Text section >>
┄┄┄┄┄┄┄┄┄┄┄┄┄┄┄┄┄┄┄┄
Econsultancy: Please describe your job: What do you do?

Hannah Locke: I look after the Experience Design team, which represents, researches and designs for the user or customer – no matter the experience or channel. This can be interface design (UX), multichannel/physical (CX) or new digital tools and products (service design), so my team has a combination of all UX research and design skill sets.

E: Whereabouts do you sit within the organisation? Who do you report to?

HL: I report to Joe Braithwaite (the Managing Director) who, with a background in product design himself, understands that the customer/user must be central to all our work – hence our involvement throughout the creative process, from initial customer understanding and user research, to creative execution.

E: What kind of skills do you need to be effective in your role?

HL: Experience Design at Proximity is different from most traditional UX roles, due to the integrated and multichannel nature of the experiences we design. Therefore, in order to be effective you need to be able to work at both macro and micro levels of projects, solving detailed UX problems one minute, and planning wider CX strategies the next, all the while communicating with stakeholders of all levels.

I’d say 70% of Experience Design is socialising the work. You also need a lot of patience. Something I’m working on..

E: Tell us about a typical working day…

HL: As is traditional, I have to say “no day is the same” however…  a week normally starts with a team stand-up to ensure that all roles and projects are assigned for the week. The rest of the week is a combination of oversight of the day-to-day project work, leading strategy across client accounts, working on pitches or developing new methodologies or training materials.

I’m lucky in that I have a couple of international clients, so I get to travel, but my priority is to be available to the Experience Design team and be focused on their development.

I often start work early – that’s when I get my best thinking and problem-solving done. Also there aren’t any meetings when there’s no one else in the office.

hannah locke

E: What do you love about your job? What sucks?
┄┄┄┄┄┄┄┄┄┄┄┄┄┄┄┄┄┄┄┄
Provided data >>

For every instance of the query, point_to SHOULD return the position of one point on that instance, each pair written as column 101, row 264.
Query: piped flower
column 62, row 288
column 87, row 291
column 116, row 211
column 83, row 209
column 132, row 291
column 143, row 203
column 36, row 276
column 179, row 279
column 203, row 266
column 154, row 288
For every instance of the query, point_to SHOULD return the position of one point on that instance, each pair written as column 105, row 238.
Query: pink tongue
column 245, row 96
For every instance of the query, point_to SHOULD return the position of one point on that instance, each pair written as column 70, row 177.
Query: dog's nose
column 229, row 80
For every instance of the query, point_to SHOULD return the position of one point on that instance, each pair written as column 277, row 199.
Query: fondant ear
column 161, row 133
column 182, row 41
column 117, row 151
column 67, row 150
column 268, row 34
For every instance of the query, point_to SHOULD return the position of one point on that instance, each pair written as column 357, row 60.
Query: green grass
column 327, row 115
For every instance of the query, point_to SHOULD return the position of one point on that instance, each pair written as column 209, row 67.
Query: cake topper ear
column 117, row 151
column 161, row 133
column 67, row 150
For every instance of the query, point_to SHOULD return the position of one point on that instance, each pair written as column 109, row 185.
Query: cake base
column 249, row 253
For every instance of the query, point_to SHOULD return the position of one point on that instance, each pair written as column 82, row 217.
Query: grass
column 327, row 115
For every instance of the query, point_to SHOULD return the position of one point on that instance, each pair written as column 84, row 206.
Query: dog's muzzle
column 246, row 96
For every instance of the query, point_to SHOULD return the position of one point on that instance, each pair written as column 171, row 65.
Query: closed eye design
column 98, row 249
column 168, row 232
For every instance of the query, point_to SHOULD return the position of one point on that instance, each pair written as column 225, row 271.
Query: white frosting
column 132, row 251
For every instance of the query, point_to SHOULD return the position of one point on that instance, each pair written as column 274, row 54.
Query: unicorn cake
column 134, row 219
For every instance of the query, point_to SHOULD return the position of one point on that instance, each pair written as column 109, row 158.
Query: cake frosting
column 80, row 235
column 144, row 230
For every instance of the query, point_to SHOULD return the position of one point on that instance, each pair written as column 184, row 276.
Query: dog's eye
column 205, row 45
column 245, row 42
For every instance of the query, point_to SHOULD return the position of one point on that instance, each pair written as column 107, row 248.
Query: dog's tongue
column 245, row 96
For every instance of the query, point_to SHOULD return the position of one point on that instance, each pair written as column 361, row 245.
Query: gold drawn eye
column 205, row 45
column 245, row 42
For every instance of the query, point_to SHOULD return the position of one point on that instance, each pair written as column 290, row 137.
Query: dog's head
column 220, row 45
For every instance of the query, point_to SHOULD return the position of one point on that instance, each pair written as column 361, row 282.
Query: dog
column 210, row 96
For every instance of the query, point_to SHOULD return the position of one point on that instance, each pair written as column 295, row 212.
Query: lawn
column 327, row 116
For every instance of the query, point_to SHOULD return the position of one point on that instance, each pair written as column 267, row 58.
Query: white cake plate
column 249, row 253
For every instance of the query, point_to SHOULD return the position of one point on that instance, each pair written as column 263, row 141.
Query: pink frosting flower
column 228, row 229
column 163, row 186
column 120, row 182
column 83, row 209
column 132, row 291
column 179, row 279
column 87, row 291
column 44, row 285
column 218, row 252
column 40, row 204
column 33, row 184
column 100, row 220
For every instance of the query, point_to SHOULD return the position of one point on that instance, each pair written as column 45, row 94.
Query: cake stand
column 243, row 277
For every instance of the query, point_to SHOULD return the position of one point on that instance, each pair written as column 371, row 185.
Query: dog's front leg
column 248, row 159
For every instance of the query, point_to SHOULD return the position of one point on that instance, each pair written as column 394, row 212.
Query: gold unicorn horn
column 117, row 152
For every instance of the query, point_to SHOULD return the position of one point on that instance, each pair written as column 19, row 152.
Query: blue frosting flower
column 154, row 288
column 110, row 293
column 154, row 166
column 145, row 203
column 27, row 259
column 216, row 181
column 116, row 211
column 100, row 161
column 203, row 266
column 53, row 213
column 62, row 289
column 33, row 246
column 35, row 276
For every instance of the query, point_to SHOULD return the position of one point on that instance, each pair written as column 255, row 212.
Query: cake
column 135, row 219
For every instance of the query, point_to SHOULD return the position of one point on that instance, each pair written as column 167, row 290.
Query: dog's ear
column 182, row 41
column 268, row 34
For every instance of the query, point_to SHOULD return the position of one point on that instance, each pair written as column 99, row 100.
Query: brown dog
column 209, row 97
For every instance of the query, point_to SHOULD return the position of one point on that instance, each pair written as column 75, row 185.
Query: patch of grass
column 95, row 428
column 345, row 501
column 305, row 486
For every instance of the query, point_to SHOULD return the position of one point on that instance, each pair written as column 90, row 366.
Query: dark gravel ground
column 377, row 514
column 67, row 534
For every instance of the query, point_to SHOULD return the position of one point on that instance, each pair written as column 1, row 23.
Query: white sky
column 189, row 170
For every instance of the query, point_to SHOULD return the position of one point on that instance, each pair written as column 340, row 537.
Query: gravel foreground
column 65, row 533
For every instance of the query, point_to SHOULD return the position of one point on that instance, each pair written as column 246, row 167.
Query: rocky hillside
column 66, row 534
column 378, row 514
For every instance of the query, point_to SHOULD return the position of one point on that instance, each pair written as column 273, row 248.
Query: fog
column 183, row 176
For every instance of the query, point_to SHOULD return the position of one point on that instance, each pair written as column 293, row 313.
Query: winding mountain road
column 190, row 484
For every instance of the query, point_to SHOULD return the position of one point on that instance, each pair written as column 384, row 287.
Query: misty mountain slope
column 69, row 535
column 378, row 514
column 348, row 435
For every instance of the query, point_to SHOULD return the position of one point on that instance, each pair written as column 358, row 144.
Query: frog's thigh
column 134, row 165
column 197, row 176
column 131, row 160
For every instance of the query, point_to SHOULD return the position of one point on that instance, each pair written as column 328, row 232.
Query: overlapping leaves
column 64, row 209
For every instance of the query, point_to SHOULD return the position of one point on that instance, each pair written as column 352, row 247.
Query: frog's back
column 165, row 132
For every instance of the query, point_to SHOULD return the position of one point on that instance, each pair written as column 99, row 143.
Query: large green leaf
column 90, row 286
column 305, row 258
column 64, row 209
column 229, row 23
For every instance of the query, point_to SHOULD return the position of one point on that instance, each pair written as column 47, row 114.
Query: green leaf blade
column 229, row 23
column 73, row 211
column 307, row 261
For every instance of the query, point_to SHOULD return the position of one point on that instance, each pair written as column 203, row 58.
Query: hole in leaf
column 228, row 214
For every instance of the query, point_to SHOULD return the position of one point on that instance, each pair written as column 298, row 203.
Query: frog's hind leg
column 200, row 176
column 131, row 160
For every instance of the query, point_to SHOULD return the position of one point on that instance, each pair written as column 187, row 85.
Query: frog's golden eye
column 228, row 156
┄┄┄┄┄┄┄┄┄┄┄┄┄┄┄┄┄┄┄┄
Work to complete >>
(1) Using the Hannah Locke interview, decide whether each statement agrees with it: (a) She reports to the Managing Director. (b) Her week normally begins with a client meeting. (c) She often starts work late in the day. Answer yes or no for each and quote the interview's deciding words.
(2) According to the Hannah Locke interview, why must someone in Experience Design at Proximity work at both macro and micro levels of projects? Answer in one to three sentences.
(3) Carry on the Hannah Locke interview from its last line.
The material has nothing to do with the Hannah Locke interview.

Task-by-task results >>
(1)
(a) Yes: "I report to Joe Braithwaite (the Managing Director)"
(b) No: "a week normally starts with a team stand-up to ensure that all roles and projects are assigned for the week"
(c) No: "I often start work early – that’s when I get my best thinking and problem-solving done."

(2) Experience Design at Proximity differs from most traditional UX roles because the experiences it designs are integrated and multichannel. So the work moves between solving detailed UX problems one minute and planning wider CX strategies the next, while communicating with stakeholders of all levels.

(3)
HL: Experience design allows you to really understand and solve problems – both for users and for clients. However, this often involves creating additional problems up front by asking “why?” (sometimes an unpopular question). It’s about supporting decisions with evidence, not guesswork.

The best moments are always when you get to talk to clients about who their customers really are and what they need – when you solve a problem because you’ve talked to, tested with and/or observed real users. From web and marketing teams to CEOs, there’s nothing quite like the moment clients see videos of their real customers for the first time and truly understand their needs and pains.

E: What kind of goals do you have? What are the most useful metrics and KPIs for measuring success?

HL: In the world of a/b testing (i.e. of digital interfaces, open rates, campaigns), the metrics are fairly straightforward; does our work increase engagement? Data and UX teams work really closely blending data and research insights to support creative and design work across every channel and platform.

But another goal is moving clients and organisations towards customer-centricity. Our research and deep understanding of customers often leads to organisational change, so hearing clients reference research, quote users or base design decisions on customer as well as business needs is extremely important.

Building the experience vision together with our clients allows us to design truly user-centric solutions that get the right content, communication or experience to the right customer at the right time.

E: What are your favourite tools to help you to get the job done?

HL: It’s not so much about tools as ways of working that help get the job done.

We’re very lucky at Proximity that the space we work in is designed for us; we have a dedicated collaboration space and whiteboard wall, where teams can work together or with clients.

The Experience Design team sits together even when working with individual client teams. We have a strong culture of knowledge sharing and working on proactive R&D projects that meet our professional interests as well as digital industry trends.

And of course we can’t do our job without access to users so we have testing kit that we’ve built in-house and a lab that we partner with for controlled environment testing.

Outside of that, if I have a pen and some strong coffee I feel equipped to respond to any challenge.

E: How did you land in this role, and where might you go from here?

HL: I’ve worked in a few different UX, service design and digital agencies as well as client side, and joined Proximity in 2014 at a time when marketing was starting to realise the value of building experience design capability in-house and open to developing new methodologies. I’ve been able to do just that and deliver methods training throughout the global network so hope that I am able to continue building out our offering. I’m not really thinking about where I go from here; there is still a lot of work to do!

E: What are your personal favourite customer experiences?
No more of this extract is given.